*What you should do*. Word for word, reproduce the data that follows.

*Data excerpts*.
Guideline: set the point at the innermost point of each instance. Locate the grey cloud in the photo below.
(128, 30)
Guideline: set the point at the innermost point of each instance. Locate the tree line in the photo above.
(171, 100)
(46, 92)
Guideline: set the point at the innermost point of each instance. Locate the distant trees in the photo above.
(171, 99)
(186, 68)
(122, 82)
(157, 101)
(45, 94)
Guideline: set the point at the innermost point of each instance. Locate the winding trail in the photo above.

*Response*.
Guideline: set the point at the innermost point of each instance. Locate the grey cloud in the photo below.
(128, 30)
Guideline: set the point at the innermost point of each instance. Locate the tree line in the photo above.
(171, 100)
(46, 92)
Guideline: set the point at the innermost point of each instance. Locate the distant trees in the photo above.
(171, 99)
(186, 68)
(122, 82)
(157, 101)
(45, 94)
Guideline: set the point at the innermost point of each instance. Locate the winding trail in the photo above.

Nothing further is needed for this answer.